> **SOURCE EXTRACT**
******************************

While Venn diagrams are useful for describing overlaps between sets, they are limited in the number of sets they show, and the reliance on numbers can make patterns tricky to spot.

Alternatively, we can visualise the same thing using an UpSet plot:

library(UpSetR)
upset(t_wide)

Cool!

There are many ways to customise this. For example:

  • keep.order: keep the sets the same order rather than reordering by total count
  • sets.bar.color: change the colour of the bars on the left, which represent the total number of elements in each set (Slam winners)
  • order.by: reorder the intersection bars by the size (freq) or group by the sets involved (sets) instead of by the degree of intersecting sets
  • sets.x.label, mainbar.y.label: add axes titles
  • text.scale: adjust font size, either by providing a single integer, or vector in the format c(intersection size title, intersection size tick labels, set size title, set size tick labels, set names, numbers above bars)

See this vingette for more examples.

slam_colours = c("#3B8CC8", "#C05830", "#5A3E87", "#F2CE46") %>% ## slam colours (too cute, I know)
  rev()
tournaments = c("Australian.Open", "French.Open", "Wimbledon", "US.Open") %>% ## crucial order
  rev() ## reversed to be top to bottom

upset(
  t_wide,
  sets = tournaments,
  keep.order = TRUE,
  sets.bar.color = slam_colours,
  order.by = "freq",
  text.scale = c(1.3, 1.3, 1.3, 1, 1.5, 1),
  mainbar.y.label = "Number of players",
  sets.x.label = "Total winners",
)

Which highlights that, interestingly, the French Open and Wimbledon have been won by the greatest diversity of players, while the rarest groups are players that have won only Wimbledon & Australian Open, or all but the US Open.

You can also query the data to highlight particular intersections (query = intersects) or elements (query = elements) of interest.

Queries are passed as a list of lists.

******************************

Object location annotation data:
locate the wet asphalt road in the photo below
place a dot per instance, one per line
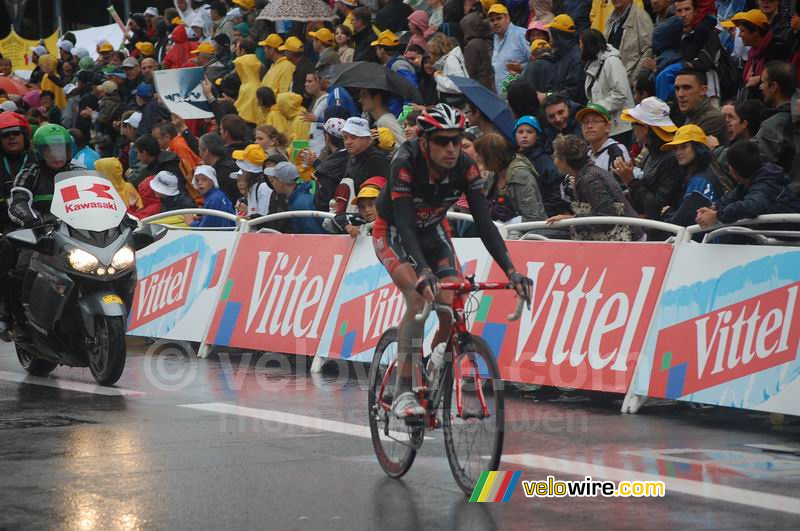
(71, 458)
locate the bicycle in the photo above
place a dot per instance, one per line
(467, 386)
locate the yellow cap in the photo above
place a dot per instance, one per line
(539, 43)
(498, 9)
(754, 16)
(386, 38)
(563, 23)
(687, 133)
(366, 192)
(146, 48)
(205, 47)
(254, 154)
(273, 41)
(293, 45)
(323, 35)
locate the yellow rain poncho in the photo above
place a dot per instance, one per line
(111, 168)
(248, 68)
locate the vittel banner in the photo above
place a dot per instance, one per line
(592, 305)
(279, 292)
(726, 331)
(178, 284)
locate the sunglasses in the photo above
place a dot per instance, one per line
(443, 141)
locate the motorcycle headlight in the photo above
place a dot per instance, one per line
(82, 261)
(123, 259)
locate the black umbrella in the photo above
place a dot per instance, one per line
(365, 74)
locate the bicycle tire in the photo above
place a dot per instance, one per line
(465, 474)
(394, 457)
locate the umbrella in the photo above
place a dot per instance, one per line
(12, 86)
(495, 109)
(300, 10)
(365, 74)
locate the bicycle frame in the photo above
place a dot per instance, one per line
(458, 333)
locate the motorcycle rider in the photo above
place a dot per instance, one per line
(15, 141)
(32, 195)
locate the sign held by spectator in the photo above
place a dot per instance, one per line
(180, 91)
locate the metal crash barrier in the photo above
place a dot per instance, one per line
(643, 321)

******************************

> **TASK INSTRUCTIONS**
• a. Summarize the UpSet plot text in two sentences.
• b. Resume the UpSet plot text from its final sentence onward.

> **ANSWERS BY TASK**
• a. Because Venn diagrams can show only a limited number of sets and their reliance on numbers makes patterns hard to spot, the same overlaps can be drawn as an UpSet plot with the UpSetR package, customized through options such as keep.order, sets.bar.color, order.by, axis labels, and text.scale. The customized plot shows that the French Open and Wimbledon have been won by the most diverse set of players, and the data can also be queried to highlight particular intersections or elements.

• b.
For example, to highlight the intersection of all sets, representing players that have won all four Grand Slams:

upset(
  t_wide,
  sets = tournaments,
  keep.order = TRUE,
  sets.bar.color = slam_colours,
  text.scale = c(1.3, 1.3, 1.3, 1, 1.5, 1),
  mainbar.y.label = "Number of players",
  sets.x.label = "Total winners",
  query.legend = "bottom",
  queries = list(
    list(
      query = intersects,
      params = list("French.Open", "Australian.Open", "US.Open", "Wimbledon"),
      active = T,
      query.name = "All Slams",
      color = "orange"
    )
  )
)

Or to highlight the elements that correspond to players on the Womens Tour:

upset(
  t_wide,
  sets = tournaments,
  keep.order = TRUE,
  sets.bar.color = slam_colours,
  text.scale = c(1.3, 1.3, 1.3, 1, 1.5, 1),
  mainbar.y.label = "Number of players",
  sets.x.label = "Total winners",
  query.legend = "bottom",
  queries = list(
    list(
      query = elements,
      params = list("tour", "Womens"),
      active = T,
      query.name = "WTA"
    )
  )
)

See this vignette for more examples.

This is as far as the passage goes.